# Work to be completed
Gather every line in the material below that contains the string "wall". Case counts.

# Working data

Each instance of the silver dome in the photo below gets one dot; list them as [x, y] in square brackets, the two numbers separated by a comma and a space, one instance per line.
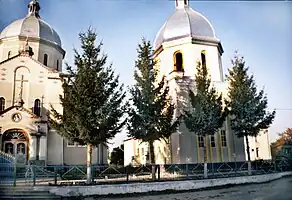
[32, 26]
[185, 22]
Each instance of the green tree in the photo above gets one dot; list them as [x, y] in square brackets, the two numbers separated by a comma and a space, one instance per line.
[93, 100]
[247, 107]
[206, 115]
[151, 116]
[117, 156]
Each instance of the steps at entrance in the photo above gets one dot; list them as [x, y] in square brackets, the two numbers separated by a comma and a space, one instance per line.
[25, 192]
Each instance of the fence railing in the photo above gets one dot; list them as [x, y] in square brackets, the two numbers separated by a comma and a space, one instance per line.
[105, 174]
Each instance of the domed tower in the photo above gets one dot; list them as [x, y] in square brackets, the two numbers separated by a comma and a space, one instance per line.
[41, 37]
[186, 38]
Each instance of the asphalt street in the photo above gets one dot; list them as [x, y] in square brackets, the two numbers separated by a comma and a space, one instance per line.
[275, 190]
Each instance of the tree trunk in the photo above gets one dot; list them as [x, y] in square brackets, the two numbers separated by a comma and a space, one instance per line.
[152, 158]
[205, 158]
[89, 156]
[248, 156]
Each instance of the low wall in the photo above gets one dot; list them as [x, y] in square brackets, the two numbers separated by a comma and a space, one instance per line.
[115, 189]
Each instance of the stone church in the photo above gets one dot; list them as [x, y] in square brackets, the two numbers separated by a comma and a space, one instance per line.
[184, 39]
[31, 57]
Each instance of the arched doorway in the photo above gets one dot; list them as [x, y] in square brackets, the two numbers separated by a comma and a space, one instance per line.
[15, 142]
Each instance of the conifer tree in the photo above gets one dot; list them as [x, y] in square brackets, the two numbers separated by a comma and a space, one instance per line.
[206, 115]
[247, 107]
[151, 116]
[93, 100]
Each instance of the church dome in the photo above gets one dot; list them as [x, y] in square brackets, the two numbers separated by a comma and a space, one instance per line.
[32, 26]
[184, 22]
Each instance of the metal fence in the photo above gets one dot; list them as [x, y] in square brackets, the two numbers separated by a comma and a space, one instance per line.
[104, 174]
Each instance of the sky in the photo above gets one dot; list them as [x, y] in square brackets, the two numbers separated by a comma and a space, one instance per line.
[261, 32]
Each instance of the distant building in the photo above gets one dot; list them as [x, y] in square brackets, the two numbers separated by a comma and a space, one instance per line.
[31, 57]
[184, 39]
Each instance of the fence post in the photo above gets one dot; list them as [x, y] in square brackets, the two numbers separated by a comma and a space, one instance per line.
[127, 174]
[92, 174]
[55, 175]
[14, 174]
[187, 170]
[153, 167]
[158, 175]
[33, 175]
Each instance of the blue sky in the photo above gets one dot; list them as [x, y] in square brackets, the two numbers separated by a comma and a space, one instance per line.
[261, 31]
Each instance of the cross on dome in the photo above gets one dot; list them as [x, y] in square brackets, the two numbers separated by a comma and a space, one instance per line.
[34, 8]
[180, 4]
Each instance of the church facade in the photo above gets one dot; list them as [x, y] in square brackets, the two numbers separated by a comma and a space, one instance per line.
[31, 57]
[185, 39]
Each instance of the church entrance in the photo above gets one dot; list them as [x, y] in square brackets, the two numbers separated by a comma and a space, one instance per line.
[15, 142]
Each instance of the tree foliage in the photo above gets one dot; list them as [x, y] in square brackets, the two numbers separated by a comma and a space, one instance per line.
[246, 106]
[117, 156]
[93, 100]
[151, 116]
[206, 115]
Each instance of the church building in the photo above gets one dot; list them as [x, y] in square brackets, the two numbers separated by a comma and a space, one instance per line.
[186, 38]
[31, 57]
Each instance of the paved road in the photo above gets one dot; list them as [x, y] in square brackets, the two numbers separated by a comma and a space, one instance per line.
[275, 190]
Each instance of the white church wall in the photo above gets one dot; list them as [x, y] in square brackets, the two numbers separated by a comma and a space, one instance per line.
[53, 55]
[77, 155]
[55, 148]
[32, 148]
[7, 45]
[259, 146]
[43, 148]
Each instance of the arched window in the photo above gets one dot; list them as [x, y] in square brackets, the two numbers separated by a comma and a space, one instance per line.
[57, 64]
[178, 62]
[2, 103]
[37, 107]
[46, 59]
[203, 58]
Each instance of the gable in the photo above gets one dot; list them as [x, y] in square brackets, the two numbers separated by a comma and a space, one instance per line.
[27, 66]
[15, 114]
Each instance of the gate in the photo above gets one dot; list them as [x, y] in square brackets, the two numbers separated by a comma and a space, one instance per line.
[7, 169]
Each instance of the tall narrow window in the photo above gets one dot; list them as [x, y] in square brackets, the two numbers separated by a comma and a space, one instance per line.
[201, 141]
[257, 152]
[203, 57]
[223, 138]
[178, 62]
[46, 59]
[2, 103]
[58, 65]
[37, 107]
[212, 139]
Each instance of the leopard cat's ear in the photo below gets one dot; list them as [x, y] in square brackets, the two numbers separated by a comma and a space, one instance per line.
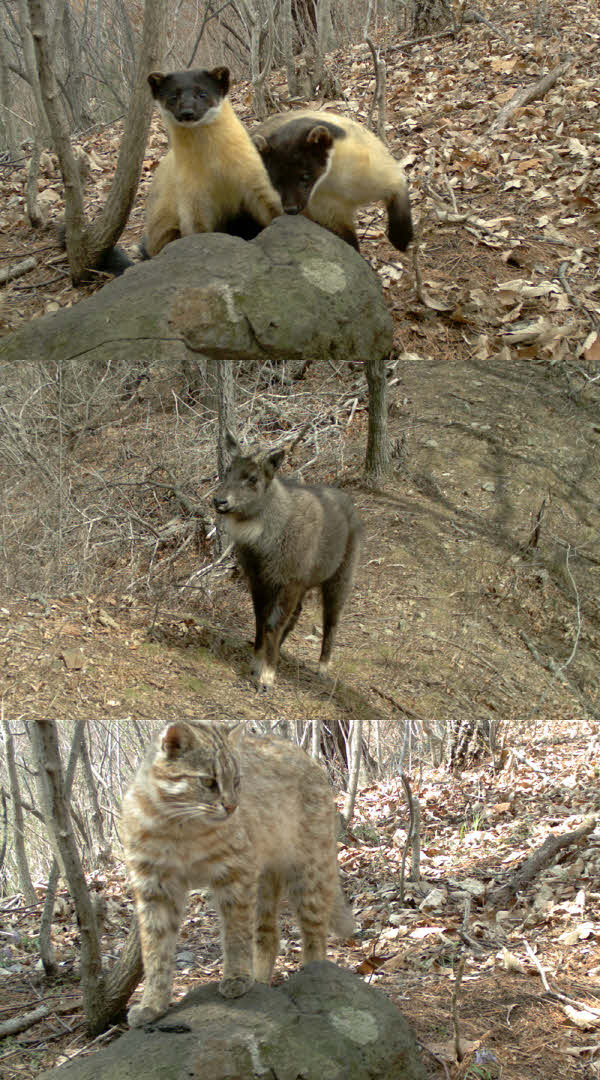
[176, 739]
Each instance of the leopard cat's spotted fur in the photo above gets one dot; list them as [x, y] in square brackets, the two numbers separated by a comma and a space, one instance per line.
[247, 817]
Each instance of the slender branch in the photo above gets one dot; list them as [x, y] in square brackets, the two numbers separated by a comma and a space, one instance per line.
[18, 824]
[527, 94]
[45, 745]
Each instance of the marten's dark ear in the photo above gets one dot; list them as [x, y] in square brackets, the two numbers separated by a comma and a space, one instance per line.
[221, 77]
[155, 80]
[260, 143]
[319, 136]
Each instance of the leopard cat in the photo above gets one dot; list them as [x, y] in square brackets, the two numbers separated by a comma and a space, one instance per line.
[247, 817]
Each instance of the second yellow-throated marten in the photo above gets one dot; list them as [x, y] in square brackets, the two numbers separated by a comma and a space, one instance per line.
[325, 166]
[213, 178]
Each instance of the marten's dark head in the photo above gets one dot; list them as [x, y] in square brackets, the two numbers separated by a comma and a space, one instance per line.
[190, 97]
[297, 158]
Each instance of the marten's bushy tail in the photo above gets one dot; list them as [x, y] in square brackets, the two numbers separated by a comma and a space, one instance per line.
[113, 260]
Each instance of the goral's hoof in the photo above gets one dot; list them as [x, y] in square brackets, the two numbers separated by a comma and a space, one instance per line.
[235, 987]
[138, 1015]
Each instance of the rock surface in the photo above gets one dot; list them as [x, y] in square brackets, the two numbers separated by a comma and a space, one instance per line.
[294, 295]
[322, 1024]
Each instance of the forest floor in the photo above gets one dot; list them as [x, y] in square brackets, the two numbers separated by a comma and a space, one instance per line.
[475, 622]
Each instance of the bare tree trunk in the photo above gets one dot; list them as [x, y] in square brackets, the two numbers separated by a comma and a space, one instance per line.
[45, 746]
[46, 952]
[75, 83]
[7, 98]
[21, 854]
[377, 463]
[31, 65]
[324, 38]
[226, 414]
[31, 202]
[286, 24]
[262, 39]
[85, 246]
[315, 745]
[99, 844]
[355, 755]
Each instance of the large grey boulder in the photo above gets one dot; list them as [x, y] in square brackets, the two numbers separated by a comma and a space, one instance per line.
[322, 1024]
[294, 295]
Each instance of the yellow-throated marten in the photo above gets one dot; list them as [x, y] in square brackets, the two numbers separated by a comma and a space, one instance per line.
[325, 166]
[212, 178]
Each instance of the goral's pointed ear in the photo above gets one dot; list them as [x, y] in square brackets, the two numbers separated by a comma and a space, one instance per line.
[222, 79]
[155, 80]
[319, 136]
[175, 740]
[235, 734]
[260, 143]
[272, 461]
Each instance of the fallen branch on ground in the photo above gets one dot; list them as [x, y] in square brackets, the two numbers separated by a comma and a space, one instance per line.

...

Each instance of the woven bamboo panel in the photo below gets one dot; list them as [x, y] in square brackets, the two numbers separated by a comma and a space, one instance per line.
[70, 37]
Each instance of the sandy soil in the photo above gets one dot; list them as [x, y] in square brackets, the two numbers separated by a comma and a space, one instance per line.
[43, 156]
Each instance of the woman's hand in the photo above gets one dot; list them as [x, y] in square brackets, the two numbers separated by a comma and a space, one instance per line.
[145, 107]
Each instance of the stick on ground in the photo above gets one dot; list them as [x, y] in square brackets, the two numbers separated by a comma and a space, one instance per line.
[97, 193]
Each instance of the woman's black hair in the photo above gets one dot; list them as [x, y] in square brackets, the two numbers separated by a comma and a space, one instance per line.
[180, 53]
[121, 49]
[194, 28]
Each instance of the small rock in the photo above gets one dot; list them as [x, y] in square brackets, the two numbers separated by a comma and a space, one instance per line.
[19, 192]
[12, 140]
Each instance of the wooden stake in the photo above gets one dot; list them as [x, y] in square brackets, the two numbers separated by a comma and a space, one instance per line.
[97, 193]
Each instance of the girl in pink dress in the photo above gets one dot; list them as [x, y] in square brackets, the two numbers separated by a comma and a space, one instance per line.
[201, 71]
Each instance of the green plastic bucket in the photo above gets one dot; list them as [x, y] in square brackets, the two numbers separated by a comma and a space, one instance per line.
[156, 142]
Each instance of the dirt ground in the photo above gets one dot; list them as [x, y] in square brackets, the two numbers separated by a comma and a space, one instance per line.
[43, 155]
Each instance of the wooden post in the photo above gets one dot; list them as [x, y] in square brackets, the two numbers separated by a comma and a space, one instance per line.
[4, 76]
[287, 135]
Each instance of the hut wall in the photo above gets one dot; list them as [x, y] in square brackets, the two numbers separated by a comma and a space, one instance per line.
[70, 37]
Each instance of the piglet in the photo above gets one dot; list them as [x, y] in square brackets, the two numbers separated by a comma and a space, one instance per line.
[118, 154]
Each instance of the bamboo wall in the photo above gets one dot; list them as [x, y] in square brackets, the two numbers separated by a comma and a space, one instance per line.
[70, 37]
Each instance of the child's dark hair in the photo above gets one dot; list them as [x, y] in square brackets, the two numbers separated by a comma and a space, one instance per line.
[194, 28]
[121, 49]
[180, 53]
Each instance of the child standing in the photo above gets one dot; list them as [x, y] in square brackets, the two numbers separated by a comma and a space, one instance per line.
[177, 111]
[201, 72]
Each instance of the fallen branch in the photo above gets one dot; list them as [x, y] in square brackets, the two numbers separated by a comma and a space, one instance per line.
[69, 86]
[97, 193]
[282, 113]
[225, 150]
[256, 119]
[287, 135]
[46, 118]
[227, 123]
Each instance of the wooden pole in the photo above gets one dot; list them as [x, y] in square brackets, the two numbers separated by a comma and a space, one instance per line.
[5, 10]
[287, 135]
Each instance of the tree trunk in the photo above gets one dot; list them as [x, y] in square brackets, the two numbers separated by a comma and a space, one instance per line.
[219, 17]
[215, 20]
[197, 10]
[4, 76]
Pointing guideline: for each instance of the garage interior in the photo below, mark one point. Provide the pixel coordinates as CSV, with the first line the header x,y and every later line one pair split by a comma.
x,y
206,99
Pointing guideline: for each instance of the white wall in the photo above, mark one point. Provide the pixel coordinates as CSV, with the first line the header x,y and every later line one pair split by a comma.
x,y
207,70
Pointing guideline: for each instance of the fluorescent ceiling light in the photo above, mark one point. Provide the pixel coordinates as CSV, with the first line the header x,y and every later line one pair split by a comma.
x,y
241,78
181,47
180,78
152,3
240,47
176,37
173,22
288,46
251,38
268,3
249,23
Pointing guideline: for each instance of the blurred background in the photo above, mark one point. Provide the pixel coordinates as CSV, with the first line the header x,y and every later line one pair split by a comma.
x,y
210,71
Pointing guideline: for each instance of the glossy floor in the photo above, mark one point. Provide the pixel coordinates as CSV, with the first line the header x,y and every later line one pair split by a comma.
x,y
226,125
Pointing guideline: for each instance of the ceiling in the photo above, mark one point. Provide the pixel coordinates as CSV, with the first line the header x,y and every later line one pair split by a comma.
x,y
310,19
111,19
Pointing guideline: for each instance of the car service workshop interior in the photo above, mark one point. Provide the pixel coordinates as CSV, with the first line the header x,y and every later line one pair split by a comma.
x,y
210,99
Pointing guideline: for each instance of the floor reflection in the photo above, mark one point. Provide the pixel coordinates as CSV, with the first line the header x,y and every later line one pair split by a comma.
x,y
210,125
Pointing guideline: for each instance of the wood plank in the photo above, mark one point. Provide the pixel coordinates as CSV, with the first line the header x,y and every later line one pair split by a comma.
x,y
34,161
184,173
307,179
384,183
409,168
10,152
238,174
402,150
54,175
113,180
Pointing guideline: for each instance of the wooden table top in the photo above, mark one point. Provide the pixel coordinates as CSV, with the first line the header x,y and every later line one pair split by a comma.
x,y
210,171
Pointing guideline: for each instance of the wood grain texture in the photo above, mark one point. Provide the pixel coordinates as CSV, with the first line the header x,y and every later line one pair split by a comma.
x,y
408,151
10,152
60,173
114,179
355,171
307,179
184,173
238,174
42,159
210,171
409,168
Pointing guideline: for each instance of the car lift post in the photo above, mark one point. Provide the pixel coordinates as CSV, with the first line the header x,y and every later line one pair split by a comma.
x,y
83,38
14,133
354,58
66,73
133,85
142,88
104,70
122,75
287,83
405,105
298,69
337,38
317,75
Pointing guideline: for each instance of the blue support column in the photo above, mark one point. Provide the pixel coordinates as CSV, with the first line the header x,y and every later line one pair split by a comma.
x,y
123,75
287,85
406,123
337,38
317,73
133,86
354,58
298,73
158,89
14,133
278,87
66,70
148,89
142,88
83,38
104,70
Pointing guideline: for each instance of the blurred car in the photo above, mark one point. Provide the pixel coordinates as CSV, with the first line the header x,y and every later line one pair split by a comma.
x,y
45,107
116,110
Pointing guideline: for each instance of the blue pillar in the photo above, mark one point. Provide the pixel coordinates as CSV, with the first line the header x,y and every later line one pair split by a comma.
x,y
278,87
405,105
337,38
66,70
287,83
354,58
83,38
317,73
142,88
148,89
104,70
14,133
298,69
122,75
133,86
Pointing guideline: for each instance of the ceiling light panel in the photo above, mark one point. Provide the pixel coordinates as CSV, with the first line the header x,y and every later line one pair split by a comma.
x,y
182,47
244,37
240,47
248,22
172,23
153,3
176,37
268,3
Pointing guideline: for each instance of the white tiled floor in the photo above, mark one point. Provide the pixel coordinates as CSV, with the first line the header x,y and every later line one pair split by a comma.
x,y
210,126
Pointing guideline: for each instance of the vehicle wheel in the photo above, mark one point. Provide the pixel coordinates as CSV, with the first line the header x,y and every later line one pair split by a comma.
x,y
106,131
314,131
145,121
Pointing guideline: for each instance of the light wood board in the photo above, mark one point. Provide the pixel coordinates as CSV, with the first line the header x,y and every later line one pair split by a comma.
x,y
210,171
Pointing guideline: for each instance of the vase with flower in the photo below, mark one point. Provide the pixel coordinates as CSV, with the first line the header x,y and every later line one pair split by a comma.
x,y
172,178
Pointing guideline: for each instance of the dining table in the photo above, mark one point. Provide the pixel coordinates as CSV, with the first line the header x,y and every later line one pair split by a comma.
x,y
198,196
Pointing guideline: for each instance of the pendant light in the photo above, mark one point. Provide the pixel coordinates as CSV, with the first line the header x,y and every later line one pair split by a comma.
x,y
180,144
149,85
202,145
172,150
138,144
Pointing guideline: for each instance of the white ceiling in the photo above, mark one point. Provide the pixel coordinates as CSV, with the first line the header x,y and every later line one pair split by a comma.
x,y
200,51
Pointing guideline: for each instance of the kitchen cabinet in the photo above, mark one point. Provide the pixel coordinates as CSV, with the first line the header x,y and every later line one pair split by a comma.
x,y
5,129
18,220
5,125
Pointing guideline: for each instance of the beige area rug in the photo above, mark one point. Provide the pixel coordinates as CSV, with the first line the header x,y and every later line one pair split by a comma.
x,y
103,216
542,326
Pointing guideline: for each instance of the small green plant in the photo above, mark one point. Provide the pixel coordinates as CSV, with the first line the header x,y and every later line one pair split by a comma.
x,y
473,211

==

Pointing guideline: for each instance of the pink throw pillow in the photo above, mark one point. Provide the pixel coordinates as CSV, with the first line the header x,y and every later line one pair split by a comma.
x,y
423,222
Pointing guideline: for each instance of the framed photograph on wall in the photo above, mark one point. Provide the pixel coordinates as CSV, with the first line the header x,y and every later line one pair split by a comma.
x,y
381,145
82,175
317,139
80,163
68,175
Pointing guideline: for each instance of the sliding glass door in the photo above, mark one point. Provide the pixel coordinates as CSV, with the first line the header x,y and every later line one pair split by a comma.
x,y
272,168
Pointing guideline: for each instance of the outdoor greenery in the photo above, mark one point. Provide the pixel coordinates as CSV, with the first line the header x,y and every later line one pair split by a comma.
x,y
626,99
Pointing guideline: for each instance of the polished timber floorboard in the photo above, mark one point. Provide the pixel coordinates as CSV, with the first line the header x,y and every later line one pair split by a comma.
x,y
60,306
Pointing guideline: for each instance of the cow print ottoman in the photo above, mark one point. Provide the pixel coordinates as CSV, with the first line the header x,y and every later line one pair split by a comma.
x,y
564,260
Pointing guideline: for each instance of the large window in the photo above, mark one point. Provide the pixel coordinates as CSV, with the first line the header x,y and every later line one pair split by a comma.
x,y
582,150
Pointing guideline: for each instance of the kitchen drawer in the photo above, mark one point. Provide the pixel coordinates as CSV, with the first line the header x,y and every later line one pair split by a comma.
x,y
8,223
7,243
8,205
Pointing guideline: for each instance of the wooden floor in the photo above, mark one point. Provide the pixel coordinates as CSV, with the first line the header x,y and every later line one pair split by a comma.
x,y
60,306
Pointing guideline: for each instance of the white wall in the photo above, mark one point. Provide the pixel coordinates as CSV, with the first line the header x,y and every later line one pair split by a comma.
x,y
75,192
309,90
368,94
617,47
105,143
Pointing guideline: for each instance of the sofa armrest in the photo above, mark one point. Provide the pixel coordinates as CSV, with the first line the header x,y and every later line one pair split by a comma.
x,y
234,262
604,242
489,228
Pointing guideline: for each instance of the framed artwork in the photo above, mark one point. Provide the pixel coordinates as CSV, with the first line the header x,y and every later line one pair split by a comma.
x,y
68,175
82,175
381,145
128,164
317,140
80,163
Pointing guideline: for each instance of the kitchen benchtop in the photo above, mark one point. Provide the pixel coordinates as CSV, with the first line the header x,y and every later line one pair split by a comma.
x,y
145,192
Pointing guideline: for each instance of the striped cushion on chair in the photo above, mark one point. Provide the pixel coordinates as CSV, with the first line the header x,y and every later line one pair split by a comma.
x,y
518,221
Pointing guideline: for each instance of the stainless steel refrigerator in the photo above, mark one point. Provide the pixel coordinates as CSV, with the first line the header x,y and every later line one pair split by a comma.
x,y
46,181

# Result for this task
Each instance of the low wall in the photo above gets one dot; list them as [x, y] in square brackets, the two numbers separated by a comma and a space, one instance per line.
Each instance of the white church wall in the photo above gets one dot; list them as [x, y] in square brackets, the two numbers separated by a comma and a space, one instance per line.
Each instance of the hut wall in the photo above gets one dot; list them as [x, y] in square brackets, the two numbers separated by a comma and a space, one instance per line.
Each instance of the bamboo wall in the photo above gets one dot; list them as [x, y] in square brackets, the two numbers separated by a comma and a space, one instance per line.
Pointing guideline: for each instance of the white wall in the photo above, mark one point. Provide the pixel coordinates as CSV, with the first line the header x,y and every later line one pair split by a comma.
Pointing guideline: for each instance of the framed photograph on wall in the photo above, mark one point. Provide the pixel coordinates as CSV, with the first line the header x,y and every later line one pair split by a comma.
Pointing guideline: for each instance of the white wall in the photo above, mark one point. Provide the pixel coordinates as CSV, with the first line the header x,y and every later line one pair split by a comma.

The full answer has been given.